• **TÂCHES À RÉALISER**:
1 – D'après le passage sur la maladie de Pompidou, quel traitement unique les praticiens connaissaient-ils à l'époque, en dehors d'une chimiothérapie de la dernière heure ?
2 – Recopiez fidèlement le passage sur la maladie de Pompidou, de « De toute façon, Jean » jusqu'à « bout son mandat. » inclus.

• **PASSAGE FOURNI**:
++++++++++
C’est à cette époque, semble-t-il que les professeurs Bernard, Delbart et Tubiana informent leur confrère Alain Pompidou de leur diagnostic : il s’agit d’une maladie rare, dite de Waldenström, une forme de leucémie dont l’issue fatale est certaine mais dont l’évolution est plus lente que celle de l’espèce classique. On ne meurt généralement pas de la maladie elle-même, mais des complications qu’elle entraîne : privé de ses moyens de défense, l’organisme affaibli se trouve à la merci, par exemple, d’un simple refroidissement ou de grippes à répétition. Plus grave encore, le sang ne coagulant plus, les hémorragies se multiplient en n’importe quel endroit du corps. À cette époque si on excepte une chimiothérapie de la dernière heure, les praticiens ne connaissaient qu’un seul traitement, la cortisone. Elle ne guérit pas, elle retarde l’échéance mais avec certains effets secondaires (enflure du visage et du cou).

De toute façon, Jean Bernard, le grand hématologue, lequel exprime un avis purement médical et sans aucune considération d’opportunité politique, lui dit sans ambages :— Si vous démissionnez, délivré de toutes les contraintes de vos fonctions, vous serez infiniment mieux soigné… Mais, homme de devoir, Pompidou entend surtout savoir si ses facultés intellectuelles seront altérées ou non par la maladie. On le rassure : aucun risque de ce côté-là. Alors, comme on lui a affirmé qu’il pourrait achever son septennat, il choisit de garder ses lourdes fonctions. Décision courageuse, certes, mais très risquée comme l’avenir le montrera. Elle entraînera sans doute sa mort prématurée et ne lui permettra même pas de remplir jusqu’au bout son mandat.
++++++++++
Extraits de données:
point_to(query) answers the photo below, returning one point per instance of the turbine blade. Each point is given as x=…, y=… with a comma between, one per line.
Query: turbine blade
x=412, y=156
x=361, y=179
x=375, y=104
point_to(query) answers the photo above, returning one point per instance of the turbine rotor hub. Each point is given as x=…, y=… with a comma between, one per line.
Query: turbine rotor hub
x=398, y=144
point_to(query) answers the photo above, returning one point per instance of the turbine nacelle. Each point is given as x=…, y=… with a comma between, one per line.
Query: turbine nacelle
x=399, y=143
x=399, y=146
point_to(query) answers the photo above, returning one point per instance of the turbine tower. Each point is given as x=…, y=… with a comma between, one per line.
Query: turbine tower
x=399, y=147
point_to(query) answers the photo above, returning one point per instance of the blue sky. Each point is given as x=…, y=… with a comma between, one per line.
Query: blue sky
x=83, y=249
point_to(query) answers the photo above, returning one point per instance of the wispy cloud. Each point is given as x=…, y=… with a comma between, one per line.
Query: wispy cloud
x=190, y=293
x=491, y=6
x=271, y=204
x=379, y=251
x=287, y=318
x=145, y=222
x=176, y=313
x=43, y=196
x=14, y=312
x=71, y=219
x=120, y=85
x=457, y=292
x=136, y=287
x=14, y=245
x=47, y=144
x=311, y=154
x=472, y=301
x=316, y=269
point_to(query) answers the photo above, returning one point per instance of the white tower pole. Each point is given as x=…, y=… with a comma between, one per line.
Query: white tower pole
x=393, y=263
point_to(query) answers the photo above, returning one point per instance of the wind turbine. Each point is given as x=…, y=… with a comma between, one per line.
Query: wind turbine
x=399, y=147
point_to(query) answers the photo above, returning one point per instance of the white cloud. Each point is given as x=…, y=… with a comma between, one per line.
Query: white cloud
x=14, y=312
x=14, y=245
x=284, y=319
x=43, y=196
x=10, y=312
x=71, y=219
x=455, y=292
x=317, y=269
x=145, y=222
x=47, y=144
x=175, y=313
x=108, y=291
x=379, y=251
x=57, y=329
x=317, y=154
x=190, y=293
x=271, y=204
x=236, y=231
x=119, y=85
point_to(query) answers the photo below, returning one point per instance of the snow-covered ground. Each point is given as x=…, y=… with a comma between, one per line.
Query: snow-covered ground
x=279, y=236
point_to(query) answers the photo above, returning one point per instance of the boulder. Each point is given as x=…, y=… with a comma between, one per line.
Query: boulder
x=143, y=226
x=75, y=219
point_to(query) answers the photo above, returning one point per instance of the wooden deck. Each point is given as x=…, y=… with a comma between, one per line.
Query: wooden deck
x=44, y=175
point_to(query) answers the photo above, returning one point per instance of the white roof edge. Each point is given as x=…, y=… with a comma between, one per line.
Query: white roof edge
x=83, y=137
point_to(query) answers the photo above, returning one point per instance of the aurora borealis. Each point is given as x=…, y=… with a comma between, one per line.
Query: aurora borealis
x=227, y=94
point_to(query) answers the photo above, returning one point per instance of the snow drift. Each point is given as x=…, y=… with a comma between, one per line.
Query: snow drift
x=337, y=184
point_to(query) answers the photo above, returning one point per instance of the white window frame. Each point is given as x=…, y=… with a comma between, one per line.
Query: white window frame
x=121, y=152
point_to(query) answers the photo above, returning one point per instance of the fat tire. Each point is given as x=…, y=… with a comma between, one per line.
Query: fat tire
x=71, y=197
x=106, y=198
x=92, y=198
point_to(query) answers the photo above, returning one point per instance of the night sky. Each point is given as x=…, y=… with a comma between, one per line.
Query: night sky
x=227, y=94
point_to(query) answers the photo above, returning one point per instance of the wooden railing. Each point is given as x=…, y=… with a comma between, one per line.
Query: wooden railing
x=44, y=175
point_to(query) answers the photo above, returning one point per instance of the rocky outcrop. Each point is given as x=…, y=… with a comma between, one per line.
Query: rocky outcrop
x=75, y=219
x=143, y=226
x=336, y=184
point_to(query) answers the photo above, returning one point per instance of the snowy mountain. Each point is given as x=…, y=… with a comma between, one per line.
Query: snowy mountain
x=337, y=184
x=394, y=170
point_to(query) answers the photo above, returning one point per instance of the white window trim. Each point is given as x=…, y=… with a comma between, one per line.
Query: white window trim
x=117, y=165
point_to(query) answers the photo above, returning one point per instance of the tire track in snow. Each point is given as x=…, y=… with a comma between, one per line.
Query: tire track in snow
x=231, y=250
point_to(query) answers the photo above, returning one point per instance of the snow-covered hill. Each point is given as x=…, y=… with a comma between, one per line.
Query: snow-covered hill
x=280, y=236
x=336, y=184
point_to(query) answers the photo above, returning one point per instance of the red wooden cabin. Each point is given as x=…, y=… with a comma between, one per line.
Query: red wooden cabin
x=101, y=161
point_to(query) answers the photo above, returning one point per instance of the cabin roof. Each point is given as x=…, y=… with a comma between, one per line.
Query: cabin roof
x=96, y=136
++++++++++
• **RÉPONSES DANS L'ORDRE**:
1 – La cortisone.

2 –
De toute façon, Jean Bernard, le grand hématologue, lequel exprime un avis purement médical et sans aucune considération d’opportunité politique, lui dit sans ambages :— Si vous démissionnez, délivré de toutes les contraintes de vos fonctions, vous serez infiniment mieux soigné… Mais, homme de devoir, Pompidou entend surtout savoir si ses facultés intellectuelles seront altérées ou non par la maladie. On le rassure : aucun risque de ce côté-là. Alors, comme on lui a affirmé qu’il pourrait achever son septennat, il choisit de garder ses lourdes fonctions. Décision courageuse, certes, mais très risquée comme l’avenir le montrera. Elle entraînera sans doute sa mort prématurée et ne lui permettra même pas de remplir jusqu’au bout son mandat.